[Start]

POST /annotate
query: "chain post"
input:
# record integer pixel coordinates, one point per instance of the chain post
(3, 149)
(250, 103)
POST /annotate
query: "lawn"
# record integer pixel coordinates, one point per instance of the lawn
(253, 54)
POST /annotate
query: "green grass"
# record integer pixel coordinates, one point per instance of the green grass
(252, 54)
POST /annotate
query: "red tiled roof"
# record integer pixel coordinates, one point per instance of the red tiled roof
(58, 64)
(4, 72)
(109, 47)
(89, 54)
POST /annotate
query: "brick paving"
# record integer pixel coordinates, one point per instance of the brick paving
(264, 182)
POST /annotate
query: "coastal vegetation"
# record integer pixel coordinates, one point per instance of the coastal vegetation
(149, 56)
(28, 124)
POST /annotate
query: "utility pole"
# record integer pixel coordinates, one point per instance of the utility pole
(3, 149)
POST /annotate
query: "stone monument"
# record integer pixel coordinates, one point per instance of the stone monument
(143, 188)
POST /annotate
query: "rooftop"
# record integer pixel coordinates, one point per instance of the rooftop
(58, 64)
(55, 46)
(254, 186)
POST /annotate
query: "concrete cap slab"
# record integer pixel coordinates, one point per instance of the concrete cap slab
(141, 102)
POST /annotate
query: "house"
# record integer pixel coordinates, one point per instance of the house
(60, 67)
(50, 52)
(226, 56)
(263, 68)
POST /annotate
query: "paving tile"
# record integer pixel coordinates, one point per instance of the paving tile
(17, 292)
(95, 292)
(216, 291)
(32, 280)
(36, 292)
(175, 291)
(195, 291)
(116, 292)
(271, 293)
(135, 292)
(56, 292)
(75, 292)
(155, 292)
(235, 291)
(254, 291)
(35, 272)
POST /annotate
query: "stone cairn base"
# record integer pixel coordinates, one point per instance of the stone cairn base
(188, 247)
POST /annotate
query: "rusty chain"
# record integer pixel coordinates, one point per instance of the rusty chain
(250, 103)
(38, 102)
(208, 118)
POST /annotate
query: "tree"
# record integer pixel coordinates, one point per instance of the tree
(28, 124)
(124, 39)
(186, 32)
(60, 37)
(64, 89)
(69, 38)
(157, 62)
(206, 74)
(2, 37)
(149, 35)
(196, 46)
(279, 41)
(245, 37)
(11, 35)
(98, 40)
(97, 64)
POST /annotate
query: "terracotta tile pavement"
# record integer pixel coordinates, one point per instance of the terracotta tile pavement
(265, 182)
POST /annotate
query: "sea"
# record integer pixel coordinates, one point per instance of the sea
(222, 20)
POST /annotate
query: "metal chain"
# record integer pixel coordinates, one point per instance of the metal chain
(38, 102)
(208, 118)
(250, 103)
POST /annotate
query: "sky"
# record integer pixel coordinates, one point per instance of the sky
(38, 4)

[End]

* Short task *
Write out all of the records once more, exactly.

* Written reply *
POST /annotate
query: "chain post"
input:
# record integer pixel coordinates, one point per instance of the chain post
(3, 149)
(250, 103)
POST /annotate
query: "lawn"
# record integer pixel coordinates, one point per instance of the lawn
(253, 54)
POST /annotate
query: "green grass"
# record integer pixel coordinates, one point per instance of the green grass
(252, 54)
POST /annotate
query: "red tiled roof"
# record integer pixel coordinates, one point per instance of the red tiled roof
(58, 64)
(4, 72)
(109, 47)
(89, 54)
POST /annotate
query: "brick paving"
# record integer pixel coordinates, one point per instance of the brick paving
(264, 182)
POST /annotate
query: "coastal vegetation"
# record integer pixel coordinates, one point per instance of the coastal vegetation
(149, 56)
(28, 124)
POST /annotate
query: "utility pole"
# record integer pixel coordinates, one point per instance of the utility pole
(3, 149)
POST /annotate
query: "stone monument"
# record integer pixel coordinates, one point per instance of the stone monument
(143, 188)
POST /annotate
query: "rooftop"
# record integer pixel coordinates, one point per instance of the rooftop
(58, 64)
(55, 46)
(254, 186)
POST /annotate
query: "concrete cap slab"
# record integer pixel coordinates, one point per instance of the concrete cap slab
(141, 102)
POST /annotate
query: "house"
# record integer pixel coordinates, one point per instance of the house
(60, 67)
(50, 52)
(226, 56)
(263, 68)
POST /annotate
query: "paving tile"
# record integer pixel coordinates, one point per instance of the paving tile
(17, 292)
(95, 292)
(216, 291)
(32, 280)
(36, 292)
(175, 291)
(195, 291)
(116, 292)
(271, 293)
(135, 292)
(56, 292)
(75, 292)
(155, 292)
(235, 291)
(254, 291)
(35, 272)
POST /annotate
query: "stone cairn base"
# record integer pixel coordinates, one point per instance of the stone cairn base
(188, 247)
POST /annotate
query: "rusty chain"
# record integer pixel coordinates, one point per instance of the rusty chain
(250, 103)
(38, 102)
(208, 118)
POST /annotate
query: "tree"
# record integer pixel coordinates, one point per instance of the tree
(28, 124)
(124, 39)
(186, 32)
(60, 37)
(64, 89)
(69, 38)
(157, 62)
(206, 74)
(2, 37)
(149, 35)
(196, 46)
(279, 41)
(245, 37)
(11, 35)
(98, 40)
(97, 64)
POST /annotate
query: "terracotta tile pavement"
# record integer pixel coordinates, one point per instance of the terracotta tile pavement
(265, 182)
POST /annotate
query: "sea"
# record integer pixel coordinates, one point per instance of the sea
(222, 20)
POST /annotate
query: "metal chain"
# record integer pixel coordinates, one point per instance of the metal chain
(38, 102)
(208, 118)
(250, 103)
POST /annotate
query: "sky"
# record integer pixel coordinates, one point per instance of the sky
(38, 4)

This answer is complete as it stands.